_OBJECTIVE_: Rewrite the records, beginning at the line that contains "forearm and put a dot on each instance?" and stopping after the last line of the records, with "pick out" substituted by "locate" and nothing else altered.

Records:
***
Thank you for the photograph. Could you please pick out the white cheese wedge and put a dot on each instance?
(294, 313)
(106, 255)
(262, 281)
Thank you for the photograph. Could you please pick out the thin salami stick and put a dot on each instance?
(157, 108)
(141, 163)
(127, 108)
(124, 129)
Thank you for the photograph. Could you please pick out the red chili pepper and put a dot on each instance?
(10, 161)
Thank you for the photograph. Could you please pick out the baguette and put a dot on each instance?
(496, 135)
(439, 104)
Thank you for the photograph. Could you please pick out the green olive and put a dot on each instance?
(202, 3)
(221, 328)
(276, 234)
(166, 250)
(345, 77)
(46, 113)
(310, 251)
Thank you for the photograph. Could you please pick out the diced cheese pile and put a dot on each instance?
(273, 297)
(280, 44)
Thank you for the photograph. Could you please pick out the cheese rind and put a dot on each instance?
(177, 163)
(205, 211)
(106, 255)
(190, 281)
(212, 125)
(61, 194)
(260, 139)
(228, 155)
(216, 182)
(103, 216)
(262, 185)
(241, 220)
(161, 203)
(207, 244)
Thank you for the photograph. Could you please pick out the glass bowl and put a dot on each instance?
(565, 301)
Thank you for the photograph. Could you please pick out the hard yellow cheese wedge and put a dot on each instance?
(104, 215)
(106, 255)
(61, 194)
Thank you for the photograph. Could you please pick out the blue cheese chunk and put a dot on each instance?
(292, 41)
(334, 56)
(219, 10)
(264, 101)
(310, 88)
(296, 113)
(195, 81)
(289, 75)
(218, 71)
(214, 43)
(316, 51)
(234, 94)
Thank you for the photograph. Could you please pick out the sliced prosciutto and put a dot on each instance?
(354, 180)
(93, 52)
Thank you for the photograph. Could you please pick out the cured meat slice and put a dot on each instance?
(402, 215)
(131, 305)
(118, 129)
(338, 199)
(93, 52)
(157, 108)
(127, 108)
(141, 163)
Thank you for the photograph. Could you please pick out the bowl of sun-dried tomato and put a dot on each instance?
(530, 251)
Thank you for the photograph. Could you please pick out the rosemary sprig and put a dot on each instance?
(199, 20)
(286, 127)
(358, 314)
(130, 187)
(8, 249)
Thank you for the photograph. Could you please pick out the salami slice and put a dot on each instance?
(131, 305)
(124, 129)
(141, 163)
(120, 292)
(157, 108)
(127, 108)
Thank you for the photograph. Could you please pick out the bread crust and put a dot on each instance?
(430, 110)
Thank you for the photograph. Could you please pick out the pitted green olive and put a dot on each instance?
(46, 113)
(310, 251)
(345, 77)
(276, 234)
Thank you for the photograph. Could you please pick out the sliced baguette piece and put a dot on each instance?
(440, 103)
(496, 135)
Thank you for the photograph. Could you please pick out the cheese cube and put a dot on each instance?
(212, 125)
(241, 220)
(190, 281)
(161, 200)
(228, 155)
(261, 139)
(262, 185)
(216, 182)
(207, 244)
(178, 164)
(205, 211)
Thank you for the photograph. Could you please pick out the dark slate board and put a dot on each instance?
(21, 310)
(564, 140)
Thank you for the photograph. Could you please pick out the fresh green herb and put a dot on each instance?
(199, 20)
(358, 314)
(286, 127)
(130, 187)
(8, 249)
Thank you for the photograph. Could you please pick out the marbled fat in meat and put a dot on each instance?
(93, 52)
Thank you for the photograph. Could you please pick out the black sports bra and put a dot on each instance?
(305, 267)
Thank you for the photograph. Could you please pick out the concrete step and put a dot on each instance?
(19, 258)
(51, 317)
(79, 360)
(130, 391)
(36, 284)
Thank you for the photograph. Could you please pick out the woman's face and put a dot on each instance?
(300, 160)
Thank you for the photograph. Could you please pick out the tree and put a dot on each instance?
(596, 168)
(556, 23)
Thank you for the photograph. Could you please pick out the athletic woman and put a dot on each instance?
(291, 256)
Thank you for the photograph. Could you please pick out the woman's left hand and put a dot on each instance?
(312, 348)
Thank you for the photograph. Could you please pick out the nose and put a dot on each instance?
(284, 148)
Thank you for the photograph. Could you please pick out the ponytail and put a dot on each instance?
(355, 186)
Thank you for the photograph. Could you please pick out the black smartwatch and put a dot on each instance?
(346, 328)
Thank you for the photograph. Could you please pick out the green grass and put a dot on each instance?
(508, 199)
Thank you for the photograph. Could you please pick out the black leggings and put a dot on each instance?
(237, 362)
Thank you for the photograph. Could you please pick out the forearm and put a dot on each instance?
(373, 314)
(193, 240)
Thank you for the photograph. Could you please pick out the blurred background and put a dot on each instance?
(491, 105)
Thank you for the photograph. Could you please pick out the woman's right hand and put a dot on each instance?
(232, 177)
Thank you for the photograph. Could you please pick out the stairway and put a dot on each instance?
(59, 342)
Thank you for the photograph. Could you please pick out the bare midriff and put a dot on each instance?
***
_THE COMPLETED TASK_:
Thank you for the photograph. Could you please locate the forearm and put a dot on each instance?
(373, 314)
(193, 240)
Thank you for the photograph. Could you please locate the blurred background and put a dot on each instance?
(491, 105)
Thank you for the photograph. Could you please locate the woman's right hand and put a dot on each instance?
(232, 177)
Thank you for the photograph. Could you please locate the stairway and put a dot on each instance?
(59, 342)
Thank you for the photograph. Could you please locate the bare midriff and put a dot on each instance?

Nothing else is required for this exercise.